### Record excerpts
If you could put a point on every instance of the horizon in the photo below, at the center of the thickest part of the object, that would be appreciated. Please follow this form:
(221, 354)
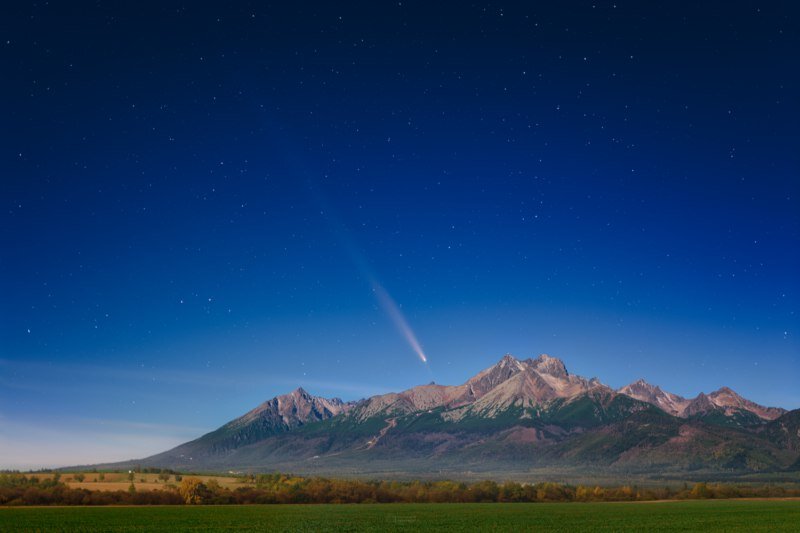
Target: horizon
(164, 443)
(203, 208)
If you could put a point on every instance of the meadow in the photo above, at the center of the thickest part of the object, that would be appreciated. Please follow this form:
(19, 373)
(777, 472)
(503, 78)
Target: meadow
(728, 515)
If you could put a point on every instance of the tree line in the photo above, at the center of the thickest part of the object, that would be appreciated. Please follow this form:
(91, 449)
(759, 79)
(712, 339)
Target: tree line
(18, 489)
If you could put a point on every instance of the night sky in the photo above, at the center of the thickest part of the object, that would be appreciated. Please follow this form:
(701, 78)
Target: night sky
(205, 207)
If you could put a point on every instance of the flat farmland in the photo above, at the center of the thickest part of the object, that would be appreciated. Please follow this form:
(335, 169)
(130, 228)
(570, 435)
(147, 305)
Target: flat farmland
(722, 515)
(119, 481)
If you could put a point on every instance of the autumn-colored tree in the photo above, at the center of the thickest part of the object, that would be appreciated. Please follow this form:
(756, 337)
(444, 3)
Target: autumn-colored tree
(193, 490)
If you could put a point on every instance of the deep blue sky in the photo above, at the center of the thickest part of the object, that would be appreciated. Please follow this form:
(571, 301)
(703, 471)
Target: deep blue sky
(194, 200)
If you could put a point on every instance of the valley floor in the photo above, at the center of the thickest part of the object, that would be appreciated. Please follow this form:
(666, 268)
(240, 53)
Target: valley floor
(721, 515)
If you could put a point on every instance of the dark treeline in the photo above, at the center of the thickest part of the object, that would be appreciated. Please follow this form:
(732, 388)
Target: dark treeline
(18, 489)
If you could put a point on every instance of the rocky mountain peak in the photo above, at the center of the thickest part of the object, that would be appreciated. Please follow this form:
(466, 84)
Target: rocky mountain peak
(300, 392)
(546, 364)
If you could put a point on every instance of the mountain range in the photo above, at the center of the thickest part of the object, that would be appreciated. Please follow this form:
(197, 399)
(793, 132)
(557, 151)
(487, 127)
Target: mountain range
(516, 416)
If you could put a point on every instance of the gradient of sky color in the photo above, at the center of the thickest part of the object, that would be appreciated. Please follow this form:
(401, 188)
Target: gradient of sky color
(197, 200)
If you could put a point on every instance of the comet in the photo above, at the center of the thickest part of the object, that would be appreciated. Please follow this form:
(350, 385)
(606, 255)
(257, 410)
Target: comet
(384, 299)
(394, 313)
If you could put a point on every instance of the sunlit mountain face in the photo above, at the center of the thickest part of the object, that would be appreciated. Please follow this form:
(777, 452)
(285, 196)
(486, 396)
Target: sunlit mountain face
(517, 416)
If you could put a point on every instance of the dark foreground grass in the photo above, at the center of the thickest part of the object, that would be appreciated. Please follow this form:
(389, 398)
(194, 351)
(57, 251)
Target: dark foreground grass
(729, 515)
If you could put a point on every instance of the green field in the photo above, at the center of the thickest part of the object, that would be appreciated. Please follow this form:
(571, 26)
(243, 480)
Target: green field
(728, 515)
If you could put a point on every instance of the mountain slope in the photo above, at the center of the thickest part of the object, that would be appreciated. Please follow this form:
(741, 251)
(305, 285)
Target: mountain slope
(516, 415)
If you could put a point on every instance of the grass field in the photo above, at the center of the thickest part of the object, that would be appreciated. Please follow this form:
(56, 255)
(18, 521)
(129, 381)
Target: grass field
(727, 515)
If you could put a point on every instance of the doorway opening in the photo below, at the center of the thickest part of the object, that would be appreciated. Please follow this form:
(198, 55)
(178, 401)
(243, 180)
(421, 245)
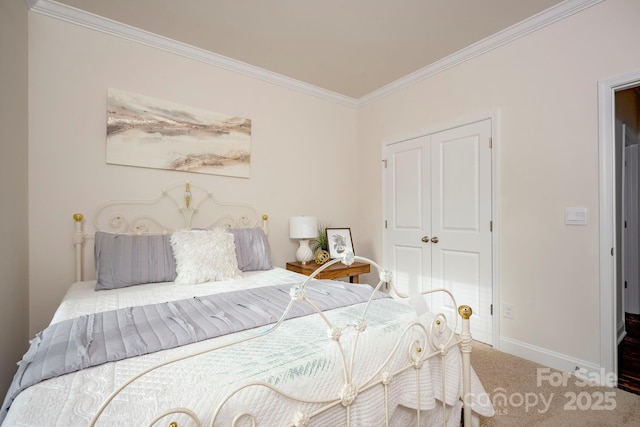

### Aim of the exercise
Pictures do not go in the copy; print every entry exactly as it stands.

### Solution to this task
If you could put a point on every instance of the horizon in the photo below, at the center of the thickest part of the object, that would be appreciated. Please follow this form:
(221, 354)
Target: horizon
(164, 443)
(203, 208)
If you could put a point on every instance of the meadow in the photo above, at the center of the thickest part of the object, that would be appreciated. Please follow this form:
(19, 373)
(777, 472)
(503, 78)
Target: meadow
(728, 515)
If you could put a point on every instance of the tree line in the photo above, at the center of the thickest part of the object, that would be appreciated. Please follow this form:
(91, 449)
(759, 79)
(712, 339)
Target: tree line
(18, 489)
If you could put a point on every instance of the night sky in the photo above, at the center of the thickest part of the object, that would be appreciated. Please follow this form:
(701, 78)
Target: night sky
(205, 207)
If you could put a point on every instance of the flat farmland in the photo above, at the center of the thickest part of the object, that would be appreciated. Please follow this form:
(335, 169)
(130, 228)
(570, 435)
(147, 305)
Target: flat farmland
(722, 515)
(119, 481)
If you could put a point on every instance of the autumn-colored tree in the photo above, at the center of the thickest part of the object, that would be appreciated. Please follow this form:
(756, 337)
(444, 3)
Target: autumn-colored tree
(193, 490)
If you could put a point on every instance of the deep blue sky in the photo above, at the center of the thickest part of the object, that would be appreciated. Please follow this form:
(571, 301)
(703, 471)
Target: deep blue sky
(194, 200)
If you could put a point on every instance of the valley floor in the photo above, at the center of the thickest part of the object, that would be appreciated. Please follow this form:
(666, 268)
(240, 53)
Target: valley floor
(721, 515)
If you could put a point on every instance of the dark treeline in the photo above, at the center of the thickest part of the object, that would be appreciated. Please follow this form:
(732, 388)
Target: dark treeline
(18, 489)
If you could put a point on every instance of the rocky mountain peak in the photo above, at the center of the thickest part of the object, that would be appreciated. Please follow this form:
(466, 84)
Target: rocky mountain peak
(300, 392)
(546, 364)
If you could put a point on every instance of the mountain range in the photo above, at the center of the thickest part of the object, that would be appreciated. Please follow this form:
(197, 399)
(793, 132)
(557, 151)
(487, 127)
Target: mountain range
(516, 416)
If you could put a point on every instance of the gradient of sky color in the photo above, at the center of the thickest part of the object, that would be appreciated. Please follow this form:
(401, 188)
Target: gradient of sky color
(197, 200)
If you could put a point on every instance of the comet in the photo above, at the center of the thickest part of the object, that would be appreciated. Please follow this form:
(350, 385)
(606, 255)
(257, 410)
Target: comet
(384, 299)
(394, 313)
If you could put a point on every instance of the sunlit mountain face in the photo above, at the center of the thickest part of the object, that would be appreciated. Please follow this form:
(777, 452)
(285, 196)
(486, 396)
Target: sunlit mountain face
(517, 416)
If you could put a point on every instance of the dark foreground grass in the photo above, at the center of the thickest part of the object, that would be appreciated. Please follow this form:
(389, 398)
(194, 351)
(57, 251)
Target: dark foreground grass
(729, 515)
If you could put a point on every instance of the green field in the photo above, at the center of the thickest part of the object, that would be appreciated. Please follow this form:
(571, 26)
(243, 480)
Target: green field
(728, 515)
If you could put a point on every instance of the mountain slope in the photo above, at the center of the thickest part of the object, that would be appreciated. Please follow this form:
(741, 251)
(305, 285)
Target: mountain slope
(516, 415)
If you could put a point on every instance of the grass field in the photo above, at the center of the thickest part of the object, that would be appreciated. Please follow this form:
(56, 255)
(18, 521)
(129, 381)
Target: grass field
(727, 515)
If you could put a point on every instance of the doorway opening in the photo below, at the center of the thickest part of the object, that would be appreciated. Please follow this form:
(198, 55)
(178, 401)
(243, 180)
(421, 245)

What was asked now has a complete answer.